Rows from a box labeling dataset:
[start]

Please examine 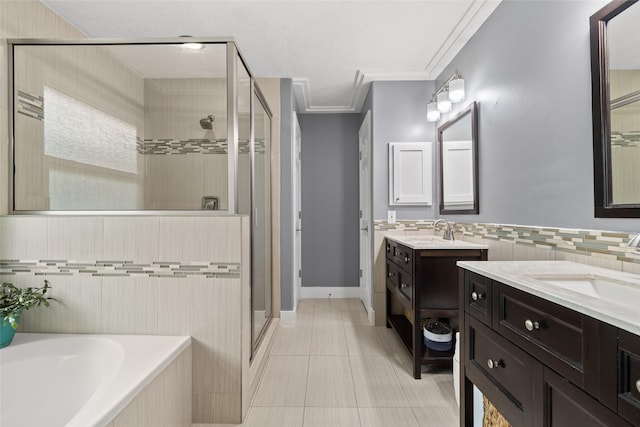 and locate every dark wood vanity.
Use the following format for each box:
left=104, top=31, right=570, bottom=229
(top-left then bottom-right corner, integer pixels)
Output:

[end]

- _GOAL_: Select each line in the records above that contains the word "bottom" and copy those lines.

- _COMPLETE RESPONSE_:
left=104, top=31, right=570, bottom=229
(top-left then bottom-right corner, integer pixels)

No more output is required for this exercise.